- [What you will do] Render the material below as a Markdown table with the columns Row and Line, one numbered row per line. Omit blank lines.

- [Pointing entries for named objects]
##############################

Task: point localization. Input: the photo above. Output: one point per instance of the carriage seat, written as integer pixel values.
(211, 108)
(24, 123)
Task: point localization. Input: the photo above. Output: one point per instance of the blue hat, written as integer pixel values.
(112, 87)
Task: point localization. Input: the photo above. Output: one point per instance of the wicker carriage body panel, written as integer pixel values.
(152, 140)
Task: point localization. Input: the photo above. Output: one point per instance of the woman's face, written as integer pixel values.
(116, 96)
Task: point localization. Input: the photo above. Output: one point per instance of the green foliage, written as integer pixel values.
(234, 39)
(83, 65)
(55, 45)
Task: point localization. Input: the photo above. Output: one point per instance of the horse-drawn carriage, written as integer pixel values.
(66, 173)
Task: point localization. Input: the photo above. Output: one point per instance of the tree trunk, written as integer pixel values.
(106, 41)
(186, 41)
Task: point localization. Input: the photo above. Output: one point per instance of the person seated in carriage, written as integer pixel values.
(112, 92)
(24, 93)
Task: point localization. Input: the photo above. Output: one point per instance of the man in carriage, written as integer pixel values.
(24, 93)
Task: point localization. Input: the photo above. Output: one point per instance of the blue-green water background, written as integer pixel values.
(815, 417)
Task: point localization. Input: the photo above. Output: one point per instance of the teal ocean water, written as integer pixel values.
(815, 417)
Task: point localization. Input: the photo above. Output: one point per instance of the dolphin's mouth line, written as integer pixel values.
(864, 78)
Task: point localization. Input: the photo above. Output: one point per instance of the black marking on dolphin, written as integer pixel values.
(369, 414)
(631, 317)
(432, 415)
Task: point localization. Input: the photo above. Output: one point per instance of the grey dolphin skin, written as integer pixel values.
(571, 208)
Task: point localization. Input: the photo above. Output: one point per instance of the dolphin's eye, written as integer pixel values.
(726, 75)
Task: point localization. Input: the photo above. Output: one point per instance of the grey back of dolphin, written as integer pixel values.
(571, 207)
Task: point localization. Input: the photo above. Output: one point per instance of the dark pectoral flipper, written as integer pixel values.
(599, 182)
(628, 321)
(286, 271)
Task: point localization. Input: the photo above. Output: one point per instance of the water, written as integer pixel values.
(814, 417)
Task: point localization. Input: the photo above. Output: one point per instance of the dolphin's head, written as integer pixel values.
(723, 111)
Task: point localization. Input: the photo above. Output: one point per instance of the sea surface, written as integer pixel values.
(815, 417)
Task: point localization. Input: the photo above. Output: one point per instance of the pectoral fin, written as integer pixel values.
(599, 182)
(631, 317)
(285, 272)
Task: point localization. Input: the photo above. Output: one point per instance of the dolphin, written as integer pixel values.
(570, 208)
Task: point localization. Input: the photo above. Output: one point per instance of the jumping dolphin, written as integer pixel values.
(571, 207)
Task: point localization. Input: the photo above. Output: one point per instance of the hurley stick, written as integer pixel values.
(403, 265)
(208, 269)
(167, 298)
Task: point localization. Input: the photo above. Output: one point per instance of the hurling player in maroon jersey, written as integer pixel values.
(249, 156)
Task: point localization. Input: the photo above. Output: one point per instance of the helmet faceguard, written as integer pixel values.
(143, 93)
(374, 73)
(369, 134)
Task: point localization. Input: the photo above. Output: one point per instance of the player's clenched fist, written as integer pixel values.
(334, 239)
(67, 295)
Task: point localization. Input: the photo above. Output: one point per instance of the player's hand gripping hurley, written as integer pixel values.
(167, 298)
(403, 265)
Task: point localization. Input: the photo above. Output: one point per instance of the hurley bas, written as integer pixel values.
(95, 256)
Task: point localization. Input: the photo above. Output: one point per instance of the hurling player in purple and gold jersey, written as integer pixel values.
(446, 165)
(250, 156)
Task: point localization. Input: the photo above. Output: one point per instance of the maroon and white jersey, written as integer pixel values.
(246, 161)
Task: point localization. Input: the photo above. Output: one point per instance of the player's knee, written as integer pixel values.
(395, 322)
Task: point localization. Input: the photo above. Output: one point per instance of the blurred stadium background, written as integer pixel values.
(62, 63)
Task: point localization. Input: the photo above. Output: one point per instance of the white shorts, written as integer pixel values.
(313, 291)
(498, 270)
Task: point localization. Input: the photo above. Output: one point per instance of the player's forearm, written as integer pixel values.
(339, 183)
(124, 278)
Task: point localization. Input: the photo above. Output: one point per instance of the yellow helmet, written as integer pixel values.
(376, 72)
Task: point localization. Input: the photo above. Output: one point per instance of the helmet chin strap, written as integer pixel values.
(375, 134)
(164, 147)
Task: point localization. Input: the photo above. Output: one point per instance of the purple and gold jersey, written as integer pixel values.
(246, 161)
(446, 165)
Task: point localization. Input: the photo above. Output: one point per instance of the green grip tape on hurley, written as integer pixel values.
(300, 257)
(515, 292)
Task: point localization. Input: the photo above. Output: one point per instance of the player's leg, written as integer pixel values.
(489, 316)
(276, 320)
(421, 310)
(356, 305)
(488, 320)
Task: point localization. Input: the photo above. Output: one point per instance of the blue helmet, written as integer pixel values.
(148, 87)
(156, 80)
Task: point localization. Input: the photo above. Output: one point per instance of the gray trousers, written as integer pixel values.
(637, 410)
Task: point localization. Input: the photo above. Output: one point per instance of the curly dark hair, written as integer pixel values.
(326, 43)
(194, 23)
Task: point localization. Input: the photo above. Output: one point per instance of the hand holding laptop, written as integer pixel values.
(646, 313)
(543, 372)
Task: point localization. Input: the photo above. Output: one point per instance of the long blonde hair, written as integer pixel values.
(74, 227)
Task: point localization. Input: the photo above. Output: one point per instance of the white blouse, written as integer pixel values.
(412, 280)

##############################

- [Written solution]
| Row | Line |
|---|---|
| 1 | Task: point localization. Input: the photo above. Output: one point per instance of the carriage seat, written as integer pixel values. |
| 2 | (211, 108) |
| 3 | (24, 123) |
| 4 | Task: point localization. Input: the photo above. Output: one point per instance of the blue hat, written as integer pixel values. |
| 5 | (112, 87) |
| 6 | Task: point localization. Input: the photo above. Output: one point per instance of the wicker carriage body panel, written as integer pixel values. |
| 7 | (152, 140) |
| 8 | Task: point localization. Input: the photo above. Output: one point per instance of the woman's face, written as integer pixel values. |
| 9 | (116, 96) |
| 10 | Task: point localization. Input: the photo above. Output: one point per instance of the green foliage, written as integer pixel values. |
| 11 | (234, 39) |
| 12 | (83, 65) |
| 13 | (55, 45) |
| 14 | Task: point localization. Input: the photo above. Output: one point per instance of the horse-drawn carriage, written as integer pixel values. |
| 15 | (66, 173) |
| 16 | Task: point localization. Input: the photo above. Output: one point per instance of the tree trunk, written as integer pixel values. |
| 17 | (106, 41) |
| 18 | (186, 41) |
| 19 | Task: point localization. Input: the photo above. Output: one point per instance of the person seated in carriage, written as integer pixel values. |
| 20 | (112, 92) |
| 21 | (24, 93) |
| 22 | Task: point localization. Input: the photo above. Output: one point per instance of the man in carriage, written as integer pixel values. |
| 23 | (24, 93) |
| 24 | Task: point localization. Input: the photo above. Output: one point per instance of the blue-green water background, written as integer pixel values. |
| 25 | (815, 417) |
| 26 | Task: point localization. Input: the photo above. Output: one point per instance of the teal ocean water, written as integer pixel values. |
| 27 | (815, 417) |
| 28 | Task: point localization. Input: the photo above. Output: one point per instance of the dolphin's mouth line, written as integer pixel values. |
| 29 | (864, 78) |
| 30 | Task: point localization. Input: the photo above. Output: one point per instance of the black marking on dolphin, written as integer pixel values. |
| 31 | (369, 414) |
| 32 | (631, 317) |
| 33 | (432, 415) |
| 34 | Task: point localization. Input: the photo above. Output: one point per instance of the grey dolphin skin, written as integer pixel values. |
| 35 | (571, 208) |
| 36 | Task: point localization. Input: the photo above. Output: one point per instance of the dolphin's eye, written as integer pixel values. |
| 37 | (726, 75) |
| 38 | Task: point localization. Input: the photo above. Output: one point per instance of the grey back of dolphin, written as integer pixel values. |
| 39 | (571, 207) |
| 40 | Task: point localization. Input: the photo above. Output: one point per instance of the dark pectoral flipper, written as integer pixel values. |
| 41 | (599, 182) |
| 42 | (628, 321) |
| 43 | (286, 271) |
| 44 | Task: point localization. Input: the photo above. Output: one point per instance of the water, written as integer pixel values. |
| 45 | (814, 417) |
| 46 | Task: point localization. Input: the photo above. Output: one point per instance of the dolphin's head, written as integer pixel values. |
| 47 | (723, 111) |
| 48 | Task: point localization. Input: the photo above. Output: one point per instance of the sea surface, written as integer pixel values. |
| 49 | (815, 417) |
| 50 | Task: point localization. Input: the photo above. Output: one point per instance of the pectoral fin, written as integer pixel values. |
| 51 | (599, 182) |
| 52 | (631, 317) |
| 53 | (285, 272) |
| 54 | Task: point localization. Input: the photo above. Output: one point per instance of the dolphin, written as integer pixel values. |
| 55 | (570, 208) |
| 56 | Task: point localization. Input: the photo above. Output: one point per instance of the jumping dolphin, written as integer pixel values. |
| 57 | (571, 207) |
| 58 | Task: point localization. Input: the photo above. Output: one point per instance of the hurley stick, written as integer pixel values. |
| 59 | (403, 265) |
| 60 | (208, 269) |
| 61 | (167, 298) |
| 62 | Task: point localization. Input: the photo above. Output: one point per instance of the hurling player in maroon jersey, written as integer pixel values. |
| 63 | (249, 156) |
| 64 | Task: point localization. Input: the photo above. Output: one point per instance of the helmet faceguard, written as integer pixel values. |
| 65 | (143, 93) |
| 66 | (374, 73) |
| 67 | (369, 134) |
| 68 | Task: point localization. Input: the photo above. Output: one point per instance of the player's clenched fist, written as integer pixel values. |
| 69 | (334, 239) |
| 70 | (67, 295) |
| 71 | Task: point localization. Input: the photo above. Output: one point per instance of the player's hand gripping hurley, written as integer pixel values. |
| 72 | (167, 298) |
| 73 | (403, 265) |
| 74 | Task: point localization. Input: the photo above. Output: one point per instance of the hurley bas, written as integer pixel values. |
| 75 | (95, 256) |
| 76 | Task: point localization. Input: the photo above. Output: one point per instance of the hurling player in purple and gold jersey, written as integer pixel values. |
| 77 | (446, 165) |
| 78 | (250, 156) |
| 79 | Task: point localization. Input: the photo above. Output: one point per instance of the maroon and white jersey, written as integer pixel values. |
| 80 | (246, 161) |
| 81 | Task: point localization. Input: the photo above. Output: one point per instance of the player's knee, written as integer pixel values. |
| 82 | (395, 322) |
| 83 | Task: point localization. Input: the photo above. Output: one point per instance of the blurred stadium background, written as integer pixel values. |
| 84 | (62, 63) |
| 85 | Task: point localization. Input: the photo above. Output: one point per instance of the white shorts, written as integer pixel values. |
| 86 | (313, 291) |
| 87 | (498, 270) |
| 88 | Task: point localization. Input: the photo above. Output: one point per instance of the player's forearm, written as integer pixel values. |
| 89 | (339, 183) |
| 90 | (124, 278) |
| 91 | Task: point localization. Input: the photo above. Output: one point per instance of the yellow helmet, written as integer pixel values. |
| 92 | (376, 72) |
| 93 | Task: point localization. Input: the photo above. Output: one point per instance of the helmet chin strap, written as integer pixel values. |
| 94 | (375, 134) |
| 95 | (164, 147) |
| 96 | Task: point localization. Input: the photo above. Output: one point per instance of the purple and gold jersey, written as integer pixel values. |
| 97 | (246, 161) |
| 98 | (446, 165) |
| 99 | Task: point localization. Input: the photo above. Output: one point per instance of the green grip tape on hurley, written as integer pixel values. |
| 100 | (300, 257) |
| 101 | (515, 292) |
| 102 | Task: point localization. Input: the photo above. Output: one point per instance of the player's leg, written as integer pixel values. |
| 103 | (489, 316) |
| 104 | (276, 320) |
| 105 | (421, 310) |
| 106 | (356, 305) |
| 107 | (488, 320) |
| 108 | Task: point localization. Input: the photo above. Output: one point per instance of the blue helmet, written as integer pixel values. |
| 109 | (148, 87) |
| 110 | (156, 80) |
| 111 | Task: point localization. Input: the photo above. Output: one point per instance of the gray trousers, written as integer pixel values. |
| 112 | (637, 410) |
| 113 | Task: point localization. Input: the photo above. Output: one point per instance of the curly dark hair, written as integer pixel values. |
| 114 | (326, 43) |
| 115 | (194, 23) |
| 116 | Task: point localization. Input: the photo above. Output: one point per instance of the hand holding laptop, written as integer pixel values. |
| 117 | (646, 313) |
| 118 | (543, 372) |
| 119 | Task: point localization. Input: the photo above. Output: one point per instance of the long blonde hair, written as integer pixel values. |
| 120 | (74, 227) |
| 121 | Task: point localization. Input: the photo above. Output: one point per instance of the white blouse, written as integer pixel values. |
| 122 | (412, 280) |